** TASK DETAILS **
Lines in the data below that contain the word "toilet" are to be copied.

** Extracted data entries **
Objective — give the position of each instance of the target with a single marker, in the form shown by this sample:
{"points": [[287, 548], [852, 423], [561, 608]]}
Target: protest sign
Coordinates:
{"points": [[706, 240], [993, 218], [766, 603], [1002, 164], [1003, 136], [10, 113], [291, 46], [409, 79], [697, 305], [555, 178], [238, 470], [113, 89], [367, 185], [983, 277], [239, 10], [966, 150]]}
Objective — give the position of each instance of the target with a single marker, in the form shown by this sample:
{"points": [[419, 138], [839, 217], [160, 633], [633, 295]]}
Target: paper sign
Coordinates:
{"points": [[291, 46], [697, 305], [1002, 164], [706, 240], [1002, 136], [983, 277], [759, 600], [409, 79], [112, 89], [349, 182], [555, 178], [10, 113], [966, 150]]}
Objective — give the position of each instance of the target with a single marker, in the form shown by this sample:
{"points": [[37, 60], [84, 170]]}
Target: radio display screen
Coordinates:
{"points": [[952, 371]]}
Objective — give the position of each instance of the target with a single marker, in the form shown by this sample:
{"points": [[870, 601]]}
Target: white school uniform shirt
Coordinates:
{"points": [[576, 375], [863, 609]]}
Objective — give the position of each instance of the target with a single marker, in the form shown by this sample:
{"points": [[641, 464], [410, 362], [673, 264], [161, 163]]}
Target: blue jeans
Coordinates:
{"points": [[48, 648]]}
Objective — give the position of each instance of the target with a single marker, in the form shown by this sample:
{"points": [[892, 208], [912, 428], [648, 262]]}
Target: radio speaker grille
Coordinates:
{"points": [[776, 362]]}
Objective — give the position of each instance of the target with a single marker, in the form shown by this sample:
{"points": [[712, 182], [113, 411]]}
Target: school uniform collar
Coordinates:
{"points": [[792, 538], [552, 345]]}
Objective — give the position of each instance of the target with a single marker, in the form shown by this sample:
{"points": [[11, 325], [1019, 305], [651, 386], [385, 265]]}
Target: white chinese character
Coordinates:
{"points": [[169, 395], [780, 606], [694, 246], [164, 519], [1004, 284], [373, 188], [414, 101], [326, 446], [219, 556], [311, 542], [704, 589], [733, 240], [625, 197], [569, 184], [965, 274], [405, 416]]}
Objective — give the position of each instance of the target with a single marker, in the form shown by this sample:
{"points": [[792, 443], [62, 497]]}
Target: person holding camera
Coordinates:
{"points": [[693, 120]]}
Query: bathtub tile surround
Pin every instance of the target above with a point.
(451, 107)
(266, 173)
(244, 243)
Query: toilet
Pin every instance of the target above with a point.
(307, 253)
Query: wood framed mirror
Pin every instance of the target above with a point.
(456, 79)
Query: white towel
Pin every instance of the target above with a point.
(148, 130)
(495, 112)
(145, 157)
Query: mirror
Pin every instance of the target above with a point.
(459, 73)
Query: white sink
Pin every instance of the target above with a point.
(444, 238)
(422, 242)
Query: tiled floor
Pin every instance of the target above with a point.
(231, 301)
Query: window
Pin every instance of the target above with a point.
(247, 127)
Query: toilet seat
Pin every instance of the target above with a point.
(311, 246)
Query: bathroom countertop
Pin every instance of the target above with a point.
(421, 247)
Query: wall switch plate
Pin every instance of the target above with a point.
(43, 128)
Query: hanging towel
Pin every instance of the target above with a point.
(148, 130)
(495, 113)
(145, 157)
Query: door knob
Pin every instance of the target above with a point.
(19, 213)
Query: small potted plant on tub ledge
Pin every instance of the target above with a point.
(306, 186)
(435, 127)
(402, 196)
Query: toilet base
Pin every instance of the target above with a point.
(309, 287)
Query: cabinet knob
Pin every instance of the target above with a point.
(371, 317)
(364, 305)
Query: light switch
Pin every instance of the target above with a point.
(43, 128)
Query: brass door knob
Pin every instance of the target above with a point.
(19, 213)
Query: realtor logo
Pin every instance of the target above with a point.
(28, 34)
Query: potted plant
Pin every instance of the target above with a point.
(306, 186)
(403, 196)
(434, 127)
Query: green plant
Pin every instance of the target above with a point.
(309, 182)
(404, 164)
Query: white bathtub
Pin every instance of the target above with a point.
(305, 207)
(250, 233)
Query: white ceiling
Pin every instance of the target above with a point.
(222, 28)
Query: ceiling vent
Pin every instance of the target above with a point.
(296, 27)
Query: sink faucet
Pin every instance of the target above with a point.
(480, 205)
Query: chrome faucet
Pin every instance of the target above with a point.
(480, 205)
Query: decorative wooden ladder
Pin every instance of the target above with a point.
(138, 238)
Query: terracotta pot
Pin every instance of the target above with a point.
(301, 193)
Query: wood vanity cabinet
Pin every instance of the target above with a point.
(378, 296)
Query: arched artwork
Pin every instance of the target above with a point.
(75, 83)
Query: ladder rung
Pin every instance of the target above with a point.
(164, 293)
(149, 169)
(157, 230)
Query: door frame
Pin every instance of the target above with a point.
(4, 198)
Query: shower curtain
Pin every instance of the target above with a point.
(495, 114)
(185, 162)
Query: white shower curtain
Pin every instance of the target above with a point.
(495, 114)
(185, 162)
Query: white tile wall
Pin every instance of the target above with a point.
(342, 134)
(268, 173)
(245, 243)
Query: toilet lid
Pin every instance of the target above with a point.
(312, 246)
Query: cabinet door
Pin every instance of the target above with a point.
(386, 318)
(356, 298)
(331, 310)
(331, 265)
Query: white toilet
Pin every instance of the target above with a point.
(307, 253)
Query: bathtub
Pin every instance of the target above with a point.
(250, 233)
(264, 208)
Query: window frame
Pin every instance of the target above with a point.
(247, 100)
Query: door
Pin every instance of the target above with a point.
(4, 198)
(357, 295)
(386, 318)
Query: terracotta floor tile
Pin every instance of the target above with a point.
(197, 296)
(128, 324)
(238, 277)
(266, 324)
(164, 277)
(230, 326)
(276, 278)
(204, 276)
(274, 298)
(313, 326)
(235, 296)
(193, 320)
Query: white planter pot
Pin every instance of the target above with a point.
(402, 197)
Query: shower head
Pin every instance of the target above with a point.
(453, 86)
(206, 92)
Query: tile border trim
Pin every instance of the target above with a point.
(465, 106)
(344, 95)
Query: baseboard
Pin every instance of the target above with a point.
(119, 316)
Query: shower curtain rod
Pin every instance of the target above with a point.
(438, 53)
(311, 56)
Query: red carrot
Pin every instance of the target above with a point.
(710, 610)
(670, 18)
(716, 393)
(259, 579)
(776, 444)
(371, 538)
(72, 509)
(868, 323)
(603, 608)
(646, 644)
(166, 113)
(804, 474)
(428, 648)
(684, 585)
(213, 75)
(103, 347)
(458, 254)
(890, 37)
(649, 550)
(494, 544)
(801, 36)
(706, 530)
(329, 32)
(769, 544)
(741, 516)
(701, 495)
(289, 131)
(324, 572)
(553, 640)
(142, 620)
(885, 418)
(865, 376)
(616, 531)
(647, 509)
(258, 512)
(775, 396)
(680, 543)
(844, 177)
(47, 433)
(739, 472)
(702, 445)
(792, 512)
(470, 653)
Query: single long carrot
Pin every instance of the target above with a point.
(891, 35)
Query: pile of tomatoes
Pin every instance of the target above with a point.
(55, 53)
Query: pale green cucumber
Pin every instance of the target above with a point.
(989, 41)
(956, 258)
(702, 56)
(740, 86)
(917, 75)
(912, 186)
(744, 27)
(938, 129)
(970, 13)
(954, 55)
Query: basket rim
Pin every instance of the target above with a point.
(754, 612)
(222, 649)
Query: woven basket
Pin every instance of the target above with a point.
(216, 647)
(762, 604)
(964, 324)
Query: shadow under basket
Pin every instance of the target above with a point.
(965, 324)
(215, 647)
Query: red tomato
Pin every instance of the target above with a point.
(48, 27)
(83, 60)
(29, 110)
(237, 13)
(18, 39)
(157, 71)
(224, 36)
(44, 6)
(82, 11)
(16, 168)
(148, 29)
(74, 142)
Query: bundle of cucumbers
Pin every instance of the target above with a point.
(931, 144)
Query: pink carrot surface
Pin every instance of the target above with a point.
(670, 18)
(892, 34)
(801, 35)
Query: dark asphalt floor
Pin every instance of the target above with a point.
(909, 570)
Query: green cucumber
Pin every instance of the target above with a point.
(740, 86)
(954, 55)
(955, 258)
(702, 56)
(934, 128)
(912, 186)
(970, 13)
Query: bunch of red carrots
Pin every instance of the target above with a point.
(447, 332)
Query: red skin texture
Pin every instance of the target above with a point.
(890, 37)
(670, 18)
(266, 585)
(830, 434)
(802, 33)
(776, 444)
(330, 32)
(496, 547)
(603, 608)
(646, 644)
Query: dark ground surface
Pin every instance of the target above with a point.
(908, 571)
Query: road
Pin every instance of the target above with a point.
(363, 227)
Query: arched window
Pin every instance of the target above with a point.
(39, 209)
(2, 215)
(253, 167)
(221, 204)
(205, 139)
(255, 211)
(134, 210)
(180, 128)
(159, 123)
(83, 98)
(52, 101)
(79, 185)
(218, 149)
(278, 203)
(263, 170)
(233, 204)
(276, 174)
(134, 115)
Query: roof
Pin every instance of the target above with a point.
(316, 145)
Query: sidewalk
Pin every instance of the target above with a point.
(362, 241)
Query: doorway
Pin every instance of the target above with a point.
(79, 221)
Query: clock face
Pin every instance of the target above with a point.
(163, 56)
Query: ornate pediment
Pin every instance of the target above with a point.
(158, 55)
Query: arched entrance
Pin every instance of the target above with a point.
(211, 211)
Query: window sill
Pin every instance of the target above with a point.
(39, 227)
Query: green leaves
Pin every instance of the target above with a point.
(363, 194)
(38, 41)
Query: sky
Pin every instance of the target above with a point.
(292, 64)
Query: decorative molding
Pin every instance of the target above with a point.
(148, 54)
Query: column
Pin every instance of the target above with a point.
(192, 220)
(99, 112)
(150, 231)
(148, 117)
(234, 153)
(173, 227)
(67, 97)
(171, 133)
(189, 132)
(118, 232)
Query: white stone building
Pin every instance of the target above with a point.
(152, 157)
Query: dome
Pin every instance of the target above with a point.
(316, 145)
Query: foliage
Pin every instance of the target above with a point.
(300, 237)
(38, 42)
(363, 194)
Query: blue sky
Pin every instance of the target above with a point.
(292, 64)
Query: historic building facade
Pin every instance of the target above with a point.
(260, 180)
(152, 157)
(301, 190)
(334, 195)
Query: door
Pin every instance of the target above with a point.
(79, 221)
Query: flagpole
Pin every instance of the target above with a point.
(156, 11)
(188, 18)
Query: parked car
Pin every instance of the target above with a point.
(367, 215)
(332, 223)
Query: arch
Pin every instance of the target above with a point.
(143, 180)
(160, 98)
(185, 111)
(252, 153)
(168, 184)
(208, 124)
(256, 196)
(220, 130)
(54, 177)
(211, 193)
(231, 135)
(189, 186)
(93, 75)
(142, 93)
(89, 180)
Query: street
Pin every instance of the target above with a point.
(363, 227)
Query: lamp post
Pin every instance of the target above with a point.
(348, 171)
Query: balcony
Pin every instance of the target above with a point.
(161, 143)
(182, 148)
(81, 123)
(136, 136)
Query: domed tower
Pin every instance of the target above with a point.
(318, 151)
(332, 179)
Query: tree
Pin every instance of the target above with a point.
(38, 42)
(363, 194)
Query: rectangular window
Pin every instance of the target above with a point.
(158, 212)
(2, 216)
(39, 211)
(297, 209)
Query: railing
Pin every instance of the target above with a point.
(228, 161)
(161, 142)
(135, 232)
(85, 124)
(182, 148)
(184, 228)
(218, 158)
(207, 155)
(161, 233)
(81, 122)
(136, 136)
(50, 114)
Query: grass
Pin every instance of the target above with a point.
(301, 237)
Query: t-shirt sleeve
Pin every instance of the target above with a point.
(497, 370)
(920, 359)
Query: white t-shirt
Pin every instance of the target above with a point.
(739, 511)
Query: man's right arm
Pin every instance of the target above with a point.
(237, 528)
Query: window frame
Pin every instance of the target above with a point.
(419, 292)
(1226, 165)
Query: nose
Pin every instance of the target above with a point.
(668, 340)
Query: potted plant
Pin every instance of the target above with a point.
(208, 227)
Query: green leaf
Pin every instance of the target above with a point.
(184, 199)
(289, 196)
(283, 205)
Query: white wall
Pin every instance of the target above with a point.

** ANSWER BELOW **
Query: toilet
Query: toilet seat
Query: toilet base
Query: toilet lid
Query: white toilet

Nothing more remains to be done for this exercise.